Below are lines of data; give the number of them that contain "strap", and only that.

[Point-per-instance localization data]
'''

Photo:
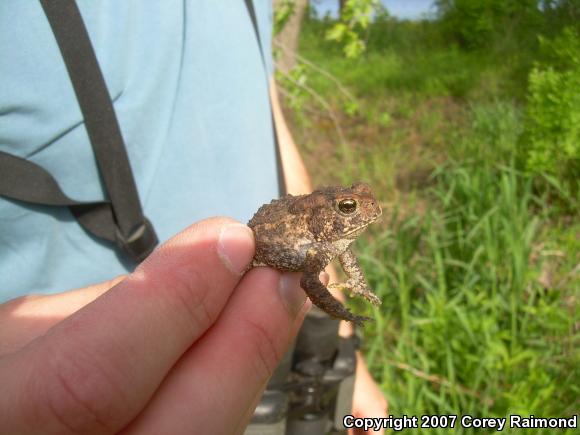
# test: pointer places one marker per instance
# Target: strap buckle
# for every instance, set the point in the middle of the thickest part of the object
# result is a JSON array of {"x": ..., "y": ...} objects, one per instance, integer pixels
[{"x": 140, "y": 243}]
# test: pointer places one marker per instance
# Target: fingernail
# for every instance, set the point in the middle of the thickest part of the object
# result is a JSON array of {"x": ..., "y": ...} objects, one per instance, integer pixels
[
  {"x": 324, "y": 278},
  {"x": 236, "y": 247},
  {"x": 292, "y": 294}
]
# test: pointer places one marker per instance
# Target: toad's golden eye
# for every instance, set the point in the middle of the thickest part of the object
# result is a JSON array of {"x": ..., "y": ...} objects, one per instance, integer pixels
[{"x": 347, "y": 206}]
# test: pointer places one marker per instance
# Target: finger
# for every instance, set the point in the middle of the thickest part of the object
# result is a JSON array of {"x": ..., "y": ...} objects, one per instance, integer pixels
[
  {"x": 25, "y": 318},
  {"x": 217, "y": 384},
  {"x": 368, "y": 400},
  {"x": 95, "y": 370}
]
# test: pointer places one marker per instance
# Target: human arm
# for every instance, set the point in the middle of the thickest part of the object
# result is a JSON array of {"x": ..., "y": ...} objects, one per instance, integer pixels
[{"x": 368, "y": 401}]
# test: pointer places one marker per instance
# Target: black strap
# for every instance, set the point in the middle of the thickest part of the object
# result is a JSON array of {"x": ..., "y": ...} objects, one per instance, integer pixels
[
  {"x": 281, "y": 181},
  {"x": 121, "y": 220}
]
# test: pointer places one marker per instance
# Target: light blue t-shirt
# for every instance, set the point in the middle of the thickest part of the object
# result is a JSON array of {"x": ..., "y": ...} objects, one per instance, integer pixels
[{"x": 190, "y": 92}]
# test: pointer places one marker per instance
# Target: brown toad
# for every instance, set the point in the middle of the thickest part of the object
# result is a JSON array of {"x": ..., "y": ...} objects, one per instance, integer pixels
[{"x": 304, "y": 233}]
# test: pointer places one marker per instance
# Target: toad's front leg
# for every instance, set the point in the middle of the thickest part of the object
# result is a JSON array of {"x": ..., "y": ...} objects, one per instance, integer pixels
[
  {"x": 319, "y": 294},
  {"x": 356, "y": 283}
]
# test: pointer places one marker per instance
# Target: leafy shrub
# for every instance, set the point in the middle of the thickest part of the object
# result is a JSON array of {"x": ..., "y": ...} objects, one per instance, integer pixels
[{"x": 552, "y": 129}]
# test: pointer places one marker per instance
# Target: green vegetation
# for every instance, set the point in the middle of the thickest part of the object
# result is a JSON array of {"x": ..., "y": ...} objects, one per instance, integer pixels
[{"x": 471, "y": 139}]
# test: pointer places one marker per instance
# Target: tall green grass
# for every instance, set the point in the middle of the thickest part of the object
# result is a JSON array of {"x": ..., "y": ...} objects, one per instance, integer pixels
[
  {"x": 477, "y": 268},
  {"x": 465, "y": 326}
]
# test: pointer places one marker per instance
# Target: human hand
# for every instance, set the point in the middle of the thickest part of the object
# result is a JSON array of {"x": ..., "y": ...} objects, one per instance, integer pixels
[
  {"x": 368, "y": 400},
  {"x": 184, "y": 344}
]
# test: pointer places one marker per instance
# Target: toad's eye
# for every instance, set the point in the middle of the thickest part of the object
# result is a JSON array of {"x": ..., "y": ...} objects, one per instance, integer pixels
[{"x": 347, "y": 206}]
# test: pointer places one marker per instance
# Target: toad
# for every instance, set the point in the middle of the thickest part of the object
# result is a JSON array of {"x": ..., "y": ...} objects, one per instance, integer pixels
[{"x": 305, "y": 233}]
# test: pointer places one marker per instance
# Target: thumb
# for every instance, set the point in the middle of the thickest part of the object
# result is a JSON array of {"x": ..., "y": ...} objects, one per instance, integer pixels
[{"x": 94, "y": 371}]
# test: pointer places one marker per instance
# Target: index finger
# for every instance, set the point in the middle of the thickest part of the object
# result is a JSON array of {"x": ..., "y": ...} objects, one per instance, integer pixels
[{"x": 94, "y": 371}]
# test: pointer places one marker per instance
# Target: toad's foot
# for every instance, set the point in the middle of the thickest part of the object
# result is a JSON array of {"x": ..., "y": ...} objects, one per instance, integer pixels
[
  {"x": 356, "y": 289},
  {"x": 321, "y": 297}
]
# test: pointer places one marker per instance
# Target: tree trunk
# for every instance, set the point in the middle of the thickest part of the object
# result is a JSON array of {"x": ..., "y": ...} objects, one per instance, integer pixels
[{"x": 287, "y": 39}]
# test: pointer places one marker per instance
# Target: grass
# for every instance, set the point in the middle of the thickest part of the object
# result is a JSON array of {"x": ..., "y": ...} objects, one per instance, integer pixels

'''

- **Expected answer**
2